▶ Dataset:

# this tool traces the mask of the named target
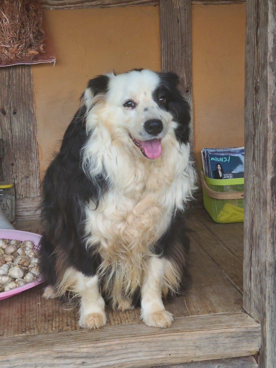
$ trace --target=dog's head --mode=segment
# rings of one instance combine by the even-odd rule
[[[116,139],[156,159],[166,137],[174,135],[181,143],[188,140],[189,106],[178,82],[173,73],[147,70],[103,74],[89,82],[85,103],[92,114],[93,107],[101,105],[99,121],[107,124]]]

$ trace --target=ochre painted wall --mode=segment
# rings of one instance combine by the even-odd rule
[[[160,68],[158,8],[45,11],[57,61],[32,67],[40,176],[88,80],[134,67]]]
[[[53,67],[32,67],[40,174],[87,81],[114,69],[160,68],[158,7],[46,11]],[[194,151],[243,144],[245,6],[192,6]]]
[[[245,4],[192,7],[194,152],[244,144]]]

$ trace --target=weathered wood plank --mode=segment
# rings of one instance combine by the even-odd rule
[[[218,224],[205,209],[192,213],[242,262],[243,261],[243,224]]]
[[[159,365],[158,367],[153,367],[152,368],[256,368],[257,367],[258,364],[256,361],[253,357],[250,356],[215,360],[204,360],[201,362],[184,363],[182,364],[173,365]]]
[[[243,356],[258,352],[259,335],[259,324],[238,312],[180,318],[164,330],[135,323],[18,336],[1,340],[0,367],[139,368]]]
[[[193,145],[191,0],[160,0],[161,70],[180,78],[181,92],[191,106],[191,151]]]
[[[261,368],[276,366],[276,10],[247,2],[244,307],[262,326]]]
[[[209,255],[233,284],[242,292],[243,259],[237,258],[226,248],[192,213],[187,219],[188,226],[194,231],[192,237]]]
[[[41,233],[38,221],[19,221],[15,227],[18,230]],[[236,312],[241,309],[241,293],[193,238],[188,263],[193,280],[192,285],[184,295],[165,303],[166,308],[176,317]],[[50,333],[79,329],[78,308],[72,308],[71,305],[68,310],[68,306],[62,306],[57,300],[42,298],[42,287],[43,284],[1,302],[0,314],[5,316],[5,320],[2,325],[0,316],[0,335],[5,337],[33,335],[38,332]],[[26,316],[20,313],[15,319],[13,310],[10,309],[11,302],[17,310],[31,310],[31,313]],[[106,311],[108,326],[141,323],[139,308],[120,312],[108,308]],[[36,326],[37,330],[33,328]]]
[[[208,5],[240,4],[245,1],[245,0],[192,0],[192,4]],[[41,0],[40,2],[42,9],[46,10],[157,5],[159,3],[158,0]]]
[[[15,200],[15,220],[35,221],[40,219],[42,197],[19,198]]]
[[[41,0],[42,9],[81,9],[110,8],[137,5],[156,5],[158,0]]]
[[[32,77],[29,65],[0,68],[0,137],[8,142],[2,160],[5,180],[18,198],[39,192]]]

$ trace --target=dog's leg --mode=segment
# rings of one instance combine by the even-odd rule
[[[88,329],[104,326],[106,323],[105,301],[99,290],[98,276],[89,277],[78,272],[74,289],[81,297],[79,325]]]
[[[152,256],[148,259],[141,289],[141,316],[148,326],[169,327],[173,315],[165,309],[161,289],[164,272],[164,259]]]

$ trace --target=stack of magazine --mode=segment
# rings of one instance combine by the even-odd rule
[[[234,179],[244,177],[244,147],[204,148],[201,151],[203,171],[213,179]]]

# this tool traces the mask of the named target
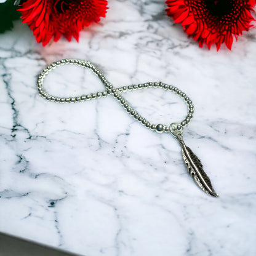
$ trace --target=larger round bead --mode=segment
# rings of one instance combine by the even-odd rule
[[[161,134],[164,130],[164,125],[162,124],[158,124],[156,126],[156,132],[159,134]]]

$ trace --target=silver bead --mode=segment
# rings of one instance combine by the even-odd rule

▶ Your task:
Lay out every line of the records above as a Markdown table with the columns "No." and "Text", numbering the rows in order and skipping blank lines. Leave the pictures out of the answer.

▶ Full output:
| No. | Text |
|---|---|
| 1 | # this tool traces the mask of the named target |
| 2 | $ trace --target=dog's head --mode=segment |
| 3 | # rings of one instance combine by the even-odd rule |
| 4 | [[[116,139],[156,159],[166,137],[174,135],[181,143],[188,140],[189,106],[178,82],[173,73],[147,70],[103,74],[89,82],[85,103],[92,114],[93,107],[101,105],[99,121],[107,124]]] |
| 5 | $ trace --target=ochre painted wall --mode=segment |
| 6 | # rings of one instance combine by the even-odd rule |
| 7 | [[[160,68],[158,8],[45,11],[57,61],[32,67],[40,176],[88,80],[134,67]]] |
| 8 | [[[53,67],[32,67],[40,174],[87,81],[114,69],[160,68],[158,7],[46,11]],[[194,151],[243,144],[245,6],[192,6]]] |
| 9 | [[[245,4],[192,7],[194,152],[244,144]]] |
| 10 | $ trace --target=weathered wood plank --mode=segment |
| 11 | # rings of one instance combine by the even-odd rule |
| 12 | [[[218,224],[205,209],[192,213],[242,262],[243,261],[243,224]]] |
| 13 | [[[159,365],[158,367],[153,367],[152,368],[256,368],[257,367],[258,364],[256,361],[253,357],[250,356],[215,360],[204,360],[201,362],[184,363],[182,364],[173,365]]] |
| 14 | [[[243,356],[258,352],[259,335],[259,324],[238,312],[180,318],[164,330],[135,323],[18,336],[1,340],[0,367],[139,368]]] |
| 15 | [[[193,145],[191,0],[160,0],[161,70],[180,78],[181,92],[191,106],[191,151]]] |
| 16 | [[[261,368],[276,366],[276,10],[247,2],[244,307],[262,326]]] |
| 17 | [[[209,255],[233,284],[242,292],[243,259],[237,258],[226,248],[192,213],[187,219],[188,226],[194,231],[192,237]]] |
| 18 | [[[41,233],[38,221],[19,221],[15,227],[18,230]],[[236,312],[241,309],[241,293],[193,238],[188,263],[193,280],[192,285],[184,295],[165,303],[166,308],[176,317]],[[50,333],[79,329],[78,308],[72,308],[71,305],[68,310],[68,306],[62,306],[57,300],[42,298],[42,287],[43,284],[1,302],[0,314],[5,316],[5,320],[2,325],[0,316],[0,335],[5,337],[33,335],[38,332]],[[26,316],[20,313],[15,319],[13,310],[10,309],[11,302],[17,310],[31,310],[31,313]],[[106,311],[108,326],[141,323],[139,308],[120,312],[108,308]],[[36,326],[37,330],[33,328]]] |
| 19 | [[[208,5],[240,4],[245,1],[245,0],[192,0],[192,4]],[[41,0],[40,2],[42,9],[46,10],[157,5],[159,3],[158,0]]] |
| 20 | [[[15,200],[15,220],[35,221],[40,219],[42,197],[19,198]]] |
| 21 | [[[41,0],[42,9],[81,9],[110,8],[137,5],[156,5],[158,0]]] |
| 22 | [[[32,77],[29,65],[0,68],[0,137],[8,142],[2,160],[5,180],[18,198],[39,192]]] |
| 23 | $ trace --target=dog's leg --mode=segment |
| 24 | # rings of one instance combine by the even-odd rule |
| 25 | [[[88,329],[104,326],[106,323],[105,301],[99,290],[98,276],[89,277],[78,272],[74,289],[81,297],[79,325]]] |
| 26 | [[[152,256],[148,259],[141,289],[141,316],[148,326],[169,327],[173,315],[165,309],[161,289],[164,272],[164,259]]] |
| 27 | $ trace --target=stack of magazine --mode=segment |
| 28 | # rings of one instance combine by the even-odd rule |
| 29 | [[[234,179],[244,177],[244,147],[204,148],[201,151],[203,171],[213,179]]] |
| 30 | # this tool traces the mask of the named target |
| 31 | $ trace --target=larger round bead --mode=segment |
| 32 | # rings of one instance combine by the even-odd rule |
| 33 | [[[161,134],[164,130],[164,125],[162,124],[158,124],[156,126],[156,132],[159,134]]] |
| 34 | $ trace --target=silver bead --mode=segment |
| 35 | # rings of one instance combine by the even-odd rule |